◆ Exercise instructions ◆
With the line containing "[locate] blue jeans (one marker per instance)" as the start and the line containing "[locate] dog's black" as the end, transcribe that span of the entries below exactly, including both.

___ Data section ___

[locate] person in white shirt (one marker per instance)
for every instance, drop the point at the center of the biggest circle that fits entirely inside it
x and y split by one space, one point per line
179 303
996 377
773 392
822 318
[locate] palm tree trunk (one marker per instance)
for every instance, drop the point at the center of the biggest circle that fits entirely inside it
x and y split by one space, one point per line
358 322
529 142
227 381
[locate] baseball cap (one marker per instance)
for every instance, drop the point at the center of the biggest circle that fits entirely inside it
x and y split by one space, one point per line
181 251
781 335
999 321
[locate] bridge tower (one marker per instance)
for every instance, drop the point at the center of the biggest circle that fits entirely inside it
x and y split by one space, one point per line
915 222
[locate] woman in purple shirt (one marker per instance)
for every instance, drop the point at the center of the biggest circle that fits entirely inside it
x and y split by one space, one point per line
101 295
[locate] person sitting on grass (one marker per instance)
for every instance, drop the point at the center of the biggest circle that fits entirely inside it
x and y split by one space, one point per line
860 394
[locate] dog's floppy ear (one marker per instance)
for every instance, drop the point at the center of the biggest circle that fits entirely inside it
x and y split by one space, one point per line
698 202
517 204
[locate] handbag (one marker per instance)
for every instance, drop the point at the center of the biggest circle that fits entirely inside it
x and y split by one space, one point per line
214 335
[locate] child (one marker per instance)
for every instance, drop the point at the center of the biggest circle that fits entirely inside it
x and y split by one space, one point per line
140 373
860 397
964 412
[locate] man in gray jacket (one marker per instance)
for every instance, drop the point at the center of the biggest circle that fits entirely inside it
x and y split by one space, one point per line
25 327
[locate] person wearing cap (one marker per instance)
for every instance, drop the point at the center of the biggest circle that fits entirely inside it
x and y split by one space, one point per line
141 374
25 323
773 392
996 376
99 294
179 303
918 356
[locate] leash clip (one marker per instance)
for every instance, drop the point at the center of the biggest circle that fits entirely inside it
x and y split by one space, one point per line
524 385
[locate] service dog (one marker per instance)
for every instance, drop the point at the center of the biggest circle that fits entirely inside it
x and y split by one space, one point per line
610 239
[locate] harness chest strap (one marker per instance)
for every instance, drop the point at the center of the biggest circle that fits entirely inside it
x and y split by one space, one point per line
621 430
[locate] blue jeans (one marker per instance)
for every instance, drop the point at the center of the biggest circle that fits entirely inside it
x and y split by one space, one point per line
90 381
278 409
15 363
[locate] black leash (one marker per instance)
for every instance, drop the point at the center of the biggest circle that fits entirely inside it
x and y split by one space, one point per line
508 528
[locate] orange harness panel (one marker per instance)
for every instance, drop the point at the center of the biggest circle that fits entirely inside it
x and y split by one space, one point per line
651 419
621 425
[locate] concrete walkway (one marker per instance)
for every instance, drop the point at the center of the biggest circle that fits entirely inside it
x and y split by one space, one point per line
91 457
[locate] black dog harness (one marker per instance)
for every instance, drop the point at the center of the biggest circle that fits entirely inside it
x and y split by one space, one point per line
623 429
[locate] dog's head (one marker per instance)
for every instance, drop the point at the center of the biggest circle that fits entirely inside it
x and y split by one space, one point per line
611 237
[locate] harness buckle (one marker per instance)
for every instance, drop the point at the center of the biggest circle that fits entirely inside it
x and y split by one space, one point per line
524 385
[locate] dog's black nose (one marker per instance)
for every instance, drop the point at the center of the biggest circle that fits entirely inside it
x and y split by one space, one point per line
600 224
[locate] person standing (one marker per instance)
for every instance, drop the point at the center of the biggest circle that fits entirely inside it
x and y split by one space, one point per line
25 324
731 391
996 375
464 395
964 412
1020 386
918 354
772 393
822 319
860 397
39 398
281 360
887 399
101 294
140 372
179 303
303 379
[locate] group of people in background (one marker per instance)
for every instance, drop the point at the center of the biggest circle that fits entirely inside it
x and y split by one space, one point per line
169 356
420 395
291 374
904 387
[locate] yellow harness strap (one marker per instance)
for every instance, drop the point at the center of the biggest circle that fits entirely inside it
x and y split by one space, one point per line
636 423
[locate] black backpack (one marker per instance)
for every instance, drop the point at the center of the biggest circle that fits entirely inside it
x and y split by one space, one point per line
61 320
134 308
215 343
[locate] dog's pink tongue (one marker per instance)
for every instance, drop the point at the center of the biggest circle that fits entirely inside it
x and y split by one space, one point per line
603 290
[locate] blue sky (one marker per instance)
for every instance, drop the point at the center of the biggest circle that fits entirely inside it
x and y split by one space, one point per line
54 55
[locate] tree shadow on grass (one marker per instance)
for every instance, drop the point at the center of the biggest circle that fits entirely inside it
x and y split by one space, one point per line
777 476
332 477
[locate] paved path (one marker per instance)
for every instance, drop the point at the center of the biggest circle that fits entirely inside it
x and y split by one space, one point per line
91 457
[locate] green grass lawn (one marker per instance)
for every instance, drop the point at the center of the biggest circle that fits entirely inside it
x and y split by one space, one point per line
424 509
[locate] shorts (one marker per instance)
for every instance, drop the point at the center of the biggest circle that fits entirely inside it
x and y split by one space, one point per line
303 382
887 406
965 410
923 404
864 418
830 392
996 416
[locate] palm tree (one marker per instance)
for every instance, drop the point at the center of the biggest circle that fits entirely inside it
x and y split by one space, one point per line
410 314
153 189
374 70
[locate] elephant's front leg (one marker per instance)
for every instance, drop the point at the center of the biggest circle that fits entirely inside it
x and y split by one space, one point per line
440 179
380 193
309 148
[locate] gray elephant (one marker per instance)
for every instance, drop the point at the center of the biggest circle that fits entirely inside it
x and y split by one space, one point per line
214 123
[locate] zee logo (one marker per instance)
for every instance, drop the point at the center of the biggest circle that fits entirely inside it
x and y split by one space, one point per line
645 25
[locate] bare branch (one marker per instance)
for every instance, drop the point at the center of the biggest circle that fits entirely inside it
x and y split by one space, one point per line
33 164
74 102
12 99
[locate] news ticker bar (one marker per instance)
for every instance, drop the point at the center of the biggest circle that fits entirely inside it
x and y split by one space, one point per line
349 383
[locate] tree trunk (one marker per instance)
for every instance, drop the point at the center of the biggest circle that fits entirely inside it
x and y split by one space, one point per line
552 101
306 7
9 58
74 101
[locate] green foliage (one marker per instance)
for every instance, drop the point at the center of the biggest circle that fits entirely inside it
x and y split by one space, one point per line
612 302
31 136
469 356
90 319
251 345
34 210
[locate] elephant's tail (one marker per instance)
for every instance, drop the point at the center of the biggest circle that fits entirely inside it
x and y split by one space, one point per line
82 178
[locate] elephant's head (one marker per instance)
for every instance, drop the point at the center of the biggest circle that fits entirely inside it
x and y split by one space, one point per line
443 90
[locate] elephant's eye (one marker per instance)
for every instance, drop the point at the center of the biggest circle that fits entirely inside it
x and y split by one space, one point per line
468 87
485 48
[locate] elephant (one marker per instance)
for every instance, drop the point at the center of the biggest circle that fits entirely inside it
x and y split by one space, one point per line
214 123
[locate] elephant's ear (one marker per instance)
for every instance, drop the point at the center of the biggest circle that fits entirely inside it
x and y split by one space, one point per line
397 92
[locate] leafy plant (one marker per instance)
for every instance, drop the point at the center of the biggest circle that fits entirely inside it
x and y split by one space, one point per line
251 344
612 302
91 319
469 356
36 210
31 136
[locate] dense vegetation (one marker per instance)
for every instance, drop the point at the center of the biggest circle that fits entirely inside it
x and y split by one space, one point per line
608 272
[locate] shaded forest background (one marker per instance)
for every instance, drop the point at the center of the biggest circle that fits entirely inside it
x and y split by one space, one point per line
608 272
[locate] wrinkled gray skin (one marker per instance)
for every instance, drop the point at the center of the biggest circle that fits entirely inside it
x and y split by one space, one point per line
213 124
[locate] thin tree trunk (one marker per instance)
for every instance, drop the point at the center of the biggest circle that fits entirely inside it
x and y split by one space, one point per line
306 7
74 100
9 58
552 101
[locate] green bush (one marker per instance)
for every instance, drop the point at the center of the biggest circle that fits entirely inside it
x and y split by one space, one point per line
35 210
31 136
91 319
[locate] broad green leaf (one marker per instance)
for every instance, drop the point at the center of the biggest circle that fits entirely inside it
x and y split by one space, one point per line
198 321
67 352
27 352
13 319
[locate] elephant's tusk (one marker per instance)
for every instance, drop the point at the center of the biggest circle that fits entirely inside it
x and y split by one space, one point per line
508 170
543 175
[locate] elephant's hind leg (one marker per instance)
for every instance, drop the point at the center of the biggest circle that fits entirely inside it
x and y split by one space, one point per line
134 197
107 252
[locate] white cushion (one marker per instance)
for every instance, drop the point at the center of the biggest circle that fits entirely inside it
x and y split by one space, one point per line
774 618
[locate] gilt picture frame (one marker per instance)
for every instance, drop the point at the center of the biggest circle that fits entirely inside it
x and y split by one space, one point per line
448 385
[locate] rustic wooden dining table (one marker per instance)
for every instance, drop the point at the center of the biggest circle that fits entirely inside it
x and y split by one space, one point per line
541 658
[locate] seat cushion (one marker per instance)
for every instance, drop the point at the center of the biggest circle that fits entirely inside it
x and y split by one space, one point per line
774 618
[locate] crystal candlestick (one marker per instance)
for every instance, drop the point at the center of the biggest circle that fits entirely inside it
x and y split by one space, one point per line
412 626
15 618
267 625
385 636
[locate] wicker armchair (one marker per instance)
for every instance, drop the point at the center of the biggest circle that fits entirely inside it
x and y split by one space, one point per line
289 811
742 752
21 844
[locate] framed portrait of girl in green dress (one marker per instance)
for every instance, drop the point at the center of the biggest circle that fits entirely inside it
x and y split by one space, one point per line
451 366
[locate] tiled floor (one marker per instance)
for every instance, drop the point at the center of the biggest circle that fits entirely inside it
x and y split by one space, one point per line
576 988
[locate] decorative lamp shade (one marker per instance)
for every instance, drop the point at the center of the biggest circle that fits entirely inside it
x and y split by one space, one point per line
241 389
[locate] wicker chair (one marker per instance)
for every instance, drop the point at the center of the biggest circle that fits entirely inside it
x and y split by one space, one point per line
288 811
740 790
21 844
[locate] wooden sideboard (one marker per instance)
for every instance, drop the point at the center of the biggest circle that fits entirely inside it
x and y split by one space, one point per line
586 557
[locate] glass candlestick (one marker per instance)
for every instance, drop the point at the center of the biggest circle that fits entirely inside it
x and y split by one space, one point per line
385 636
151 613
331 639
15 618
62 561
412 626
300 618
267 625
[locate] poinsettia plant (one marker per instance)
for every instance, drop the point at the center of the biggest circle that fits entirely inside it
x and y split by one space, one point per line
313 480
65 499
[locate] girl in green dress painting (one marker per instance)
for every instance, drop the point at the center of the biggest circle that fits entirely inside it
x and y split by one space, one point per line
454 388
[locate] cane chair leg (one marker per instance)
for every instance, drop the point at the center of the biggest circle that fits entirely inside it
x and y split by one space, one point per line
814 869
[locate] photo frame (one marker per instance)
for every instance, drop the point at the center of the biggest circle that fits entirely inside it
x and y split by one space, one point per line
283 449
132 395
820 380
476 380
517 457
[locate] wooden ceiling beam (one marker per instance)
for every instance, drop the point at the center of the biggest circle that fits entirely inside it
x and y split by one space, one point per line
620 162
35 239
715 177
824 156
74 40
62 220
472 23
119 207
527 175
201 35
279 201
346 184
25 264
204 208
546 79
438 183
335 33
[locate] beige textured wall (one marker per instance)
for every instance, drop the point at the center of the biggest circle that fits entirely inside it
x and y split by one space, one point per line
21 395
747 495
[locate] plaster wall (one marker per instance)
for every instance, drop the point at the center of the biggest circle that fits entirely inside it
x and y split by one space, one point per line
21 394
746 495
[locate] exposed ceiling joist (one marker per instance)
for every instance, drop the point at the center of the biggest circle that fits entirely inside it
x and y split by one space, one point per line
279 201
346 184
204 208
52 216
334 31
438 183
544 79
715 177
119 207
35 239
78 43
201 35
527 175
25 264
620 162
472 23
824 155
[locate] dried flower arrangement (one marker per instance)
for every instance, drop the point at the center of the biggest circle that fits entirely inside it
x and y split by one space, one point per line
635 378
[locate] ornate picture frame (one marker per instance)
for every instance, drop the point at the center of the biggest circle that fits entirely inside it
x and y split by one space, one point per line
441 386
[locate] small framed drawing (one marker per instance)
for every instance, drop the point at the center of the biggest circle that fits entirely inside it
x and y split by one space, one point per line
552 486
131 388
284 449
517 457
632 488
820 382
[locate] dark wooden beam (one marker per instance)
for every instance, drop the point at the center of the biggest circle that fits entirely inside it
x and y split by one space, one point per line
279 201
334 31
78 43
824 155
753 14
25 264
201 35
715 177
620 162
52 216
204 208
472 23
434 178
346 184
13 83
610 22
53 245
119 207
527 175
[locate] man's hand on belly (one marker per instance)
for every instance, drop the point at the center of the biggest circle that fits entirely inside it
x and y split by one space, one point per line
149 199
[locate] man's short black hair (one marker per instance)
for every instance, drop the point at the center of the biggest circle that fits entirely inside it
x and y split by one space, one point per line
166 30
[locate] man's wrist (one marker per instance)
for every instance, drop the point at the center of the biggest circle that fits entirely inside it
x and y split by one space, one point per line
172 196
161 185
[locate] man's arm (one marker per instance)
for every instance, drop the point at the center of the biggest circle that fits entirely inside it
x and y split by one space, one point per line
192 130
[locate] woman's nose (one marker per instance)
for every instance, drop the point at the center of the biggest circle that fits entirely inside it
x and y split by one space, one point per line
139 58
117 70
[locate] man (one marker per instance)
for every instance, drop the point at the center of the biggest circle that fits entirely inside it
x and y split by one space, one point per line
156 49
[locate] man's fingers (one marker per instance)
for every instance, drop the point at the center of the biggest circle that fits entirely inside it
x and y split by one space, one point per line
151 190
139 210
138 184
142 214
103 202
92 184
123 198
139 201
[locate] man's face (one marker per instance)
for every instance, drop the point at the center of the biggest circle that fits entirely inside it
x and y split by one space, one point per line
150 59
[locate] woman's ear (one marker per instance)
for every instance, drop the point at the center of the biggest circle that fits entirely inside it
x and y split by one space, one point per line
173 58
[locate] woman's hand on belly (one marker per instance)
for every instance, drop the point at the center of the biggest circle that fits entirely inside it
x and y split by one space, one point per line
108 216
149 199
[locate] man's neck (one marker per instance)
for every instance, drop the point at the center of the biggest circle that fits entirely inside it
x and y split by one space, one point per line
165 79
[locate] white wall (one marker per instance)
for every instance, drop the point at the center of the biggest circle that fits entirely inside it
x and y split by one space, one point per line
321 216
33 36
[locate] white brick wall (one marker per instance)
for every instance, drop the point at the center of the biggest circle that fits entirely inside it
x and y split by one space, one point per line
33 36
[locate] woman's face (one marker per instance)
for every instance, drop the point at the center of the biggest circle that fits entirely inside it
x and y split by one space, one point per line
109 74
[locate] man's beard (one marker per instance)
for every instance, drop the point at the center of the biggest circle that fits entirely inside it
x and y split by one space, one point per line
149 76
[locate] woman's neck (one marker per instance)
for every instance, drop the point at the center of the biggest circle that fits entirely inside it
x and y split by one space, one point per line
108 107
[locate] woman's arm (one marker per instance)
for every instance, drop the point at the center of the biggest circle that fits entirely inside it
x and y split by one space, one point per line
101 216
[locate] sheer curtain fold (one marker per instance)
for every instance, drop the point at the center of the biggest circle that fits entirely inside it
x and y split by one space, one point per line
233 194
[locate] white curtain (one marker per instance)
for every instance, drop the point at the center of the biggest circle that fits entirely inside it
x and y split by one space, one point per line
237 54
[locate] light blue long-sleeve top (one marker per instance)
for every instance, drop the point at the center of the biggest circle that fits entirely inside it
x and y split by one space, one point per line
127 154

___

◆ Result for this exercise ◆
[locate] blue jeans (one marker per instance)
for every instance, drop the point at the center of the biggest circle that fits entirely inside it
x and y split by one space, one point per line
90 381
278 409
15 363
[locate] black leash (one marker per instance)
for every instance, drop the point at the center of the biggest circle that fits entirely inside it
x and y split by one space, one point per line
508 528
[locate] orange harness panel (one marker per instance)
for every instance, drop the point at the center of the biggest circle that fits entirely inside it
x and y split by one space, one point per line
651 419
621 425
[locate] concrete walkway (one marker per instance)
for every instance, drop the point at the center of the biggest circle that fits entirely inside it
x and y split by one space, one point per line
91 457
[locate] black dog harness (one marker per instance)
for every instance, drop the point at the center of the biggest circle that fits entirely inside it
x and y split by one space, one point per line
623 429
[locate] dog's head (one marker per instance)
for every instance, drop the point at the center of the biggest circle that fits entirely inside it
x and y split by one space, one point per line
611 237
[locate] harness buckle (one marker per instance)
for every instance, drop the point at the center of the biggest circle that fits entirely inside it
x and y split by one space, one point per line
524 385
[locate] dog's black nose (one marker per instance)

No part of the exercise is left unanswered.